## The problem
Return all entries word for word, but drop any images.

(Stored items)
......

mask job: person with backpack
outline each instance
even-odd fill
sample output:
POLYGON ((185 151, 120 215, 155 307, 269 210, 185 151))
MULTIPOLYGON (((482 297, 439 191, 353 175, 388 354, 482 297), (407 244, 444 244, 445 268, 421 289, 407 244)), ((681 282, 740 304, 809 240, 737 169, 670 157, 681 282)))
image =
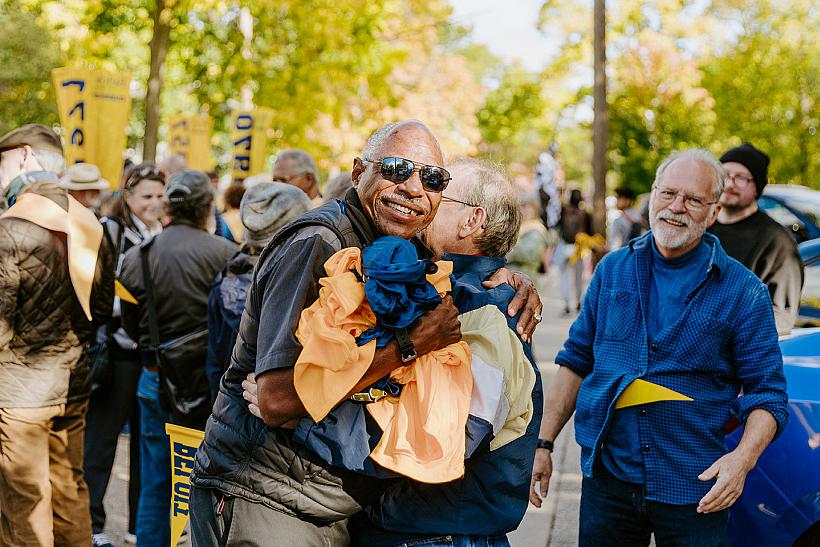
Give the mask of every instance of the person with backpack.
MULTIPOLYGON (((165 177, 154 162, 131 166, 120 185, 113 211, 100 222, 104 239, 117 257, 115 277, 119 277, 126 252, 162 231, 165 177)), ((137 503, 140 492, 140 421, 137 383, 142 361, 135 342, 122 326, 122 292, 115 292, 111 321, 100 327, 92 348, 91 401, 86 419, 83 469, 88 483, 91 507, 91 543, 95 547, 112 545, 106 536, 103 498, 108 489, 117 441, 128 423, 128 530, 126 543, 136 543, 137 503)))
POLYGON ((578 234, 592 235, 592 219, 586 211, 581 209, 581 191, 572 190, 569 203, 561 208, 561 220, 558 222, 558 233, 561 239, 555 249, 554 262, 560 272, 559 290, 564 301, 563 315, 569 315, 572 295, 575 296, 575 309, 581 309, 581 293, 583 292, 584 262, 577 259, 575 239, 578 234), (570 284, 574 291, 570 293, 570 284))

......

## Your solution
mask job: person with backpack
outline each instance
even-odd fill
sample output:
POLYGON ((185 151, 120 215, 155 307, 269 210, 185 151))
MULTIPOLYGON (((482 297, 439 191, 353 175, 388 354, 482 297), (407 244, 444 244, 445 268, 421 289, 407 244)), ((681 282, 740 304, 809 240, 737 169, 670 157, 681 282)))
image =
Give the mask of every instance of the person with backpack.
MULTIPOLYGON (((165 177, 154 162, 131 166, 120 185, 113 211, 100 222, 104 239, 117 257, 115 277, 119 277, 126 252, 162 231, 165 177)), ((137 503, 140 492, 140 421, 137 383, 142 361, 135 342, 122 326, 122 292, 115 292, 111 321, 100 327, 92 348, 91 401, 86 419, 83 469, 88 483, 91 507, 91 543, 95 547, 112 545, 106 536, 103 498, 108 489, 117 441, 128 423, 128 530, 126 543, 136 543, 137 503)))
POLYGON ((578 234, 592 235, 592 219, 586 211, 581 209, 581 191, 572 190, 569 203, 561 208, 561 220, 558 222, 558 233, 561 239, 555 249, 554 262, 560 272, 559 290, 564 301, 563 315, 569 315, 572 295, 575 296, 575 309, 581 309, 581 293, 583 292, 584 262, 577 259, 575 239, 578 234), (570 284, 574 291, 570 293, 570 284))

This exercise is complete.